SOURCE MATERIAL:
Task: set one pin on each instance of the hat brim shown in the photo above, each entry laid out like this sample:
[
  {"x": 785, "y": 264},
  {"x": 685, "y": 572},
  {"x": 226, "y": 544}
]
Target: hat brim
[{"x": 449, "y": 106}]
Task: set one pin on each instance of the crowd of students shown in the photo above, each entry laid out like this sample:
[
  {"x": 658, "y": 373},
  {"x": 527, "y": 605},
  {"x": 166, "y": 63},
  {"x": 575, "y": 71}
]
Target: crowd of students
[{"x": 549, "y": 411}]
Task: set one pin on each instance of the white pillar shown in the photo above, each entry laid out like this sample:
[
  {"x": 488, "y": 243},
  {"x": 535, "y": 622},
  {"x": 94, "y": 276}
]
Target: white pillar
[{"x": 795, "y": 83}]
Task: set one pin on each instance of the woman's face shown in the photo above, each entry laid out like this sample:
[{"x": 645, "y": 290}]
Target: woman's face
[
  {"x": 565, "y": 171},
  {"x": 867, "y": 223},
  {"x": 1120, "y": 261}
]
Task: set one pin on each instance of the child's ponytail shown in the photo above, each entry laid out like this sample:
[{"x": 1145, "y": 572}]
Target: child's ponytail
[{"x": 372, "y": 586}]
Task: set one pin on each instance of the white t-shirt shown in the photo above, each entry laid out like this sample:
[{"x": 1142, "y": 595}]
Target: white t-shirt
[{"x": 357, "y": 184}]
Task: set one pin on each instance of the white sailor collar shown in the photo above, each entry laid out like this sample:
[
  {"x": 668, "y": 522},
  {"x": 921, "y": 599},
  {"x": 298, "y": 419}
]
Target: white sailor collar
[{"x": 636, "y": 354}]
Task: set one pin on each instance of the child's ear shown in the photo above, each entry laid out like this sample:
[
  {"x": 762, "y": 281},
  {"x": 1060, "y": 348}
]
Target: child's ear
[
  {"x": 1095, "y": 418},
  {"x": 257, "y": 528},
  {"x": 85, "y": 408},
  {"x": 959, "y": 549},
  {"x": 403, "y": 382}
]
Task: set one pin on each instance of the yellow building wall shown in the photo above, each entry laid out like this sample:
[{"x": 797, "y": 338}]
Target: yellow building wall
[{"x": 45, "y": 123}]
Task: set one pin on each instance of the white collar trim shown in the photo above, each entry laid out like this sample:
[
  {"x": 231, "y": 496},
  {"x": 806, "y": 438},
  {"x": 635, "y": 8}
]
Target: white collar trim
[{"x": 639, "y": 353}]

WHAT THE TASK ASKS:
Take the line that contains "Task: set one pin on each instance of the white sailor" and each line after it down to the last of the records, and retype them exactly; add nothing else.

RESPONSE:
Task: set one pin on each instance of the white sailor collar shown in the photo above, each entry laid out like this sample:
[
  {"x": 668, "y": 522},
  {"x": 921, "y": 599},
  {"x": 298, "y": 419}
]
Target: white sailor collar
[{"x": 636, "y": 354}]
Task: set one pin on each instance of the child's ear shown in the photo above, each entry laid out like this sample:
[
  {"x": 762, "y": 281},
  {"x": 1060, "y": 348}
]
Target: child's ear
[
  {"x": 1095, "y": 418},
  {"x": 257, "y": 528},
  {"x": 85, "y": 408},
  {"x": 959, "y": 549},
  {"x": 403, "y": 382}
]
Task: set one pin on each instance of the yellow building wall shown in the photo above, each entry laid out like this sample:
[{"x": 797, "y": 338}]
Target: yellow building wall
[{"x": 45, "y": 123}]
Task: set one pin on each instance of the white collar trim shown in the photo above, each entry laid out like this sample:
[
  {"x": 231, "y": 496},
  {"x": 806, "y": 438},
  {"x": 635, "y": 8}
]
Target: white collar trim
[{"x": 639, "y": 353}]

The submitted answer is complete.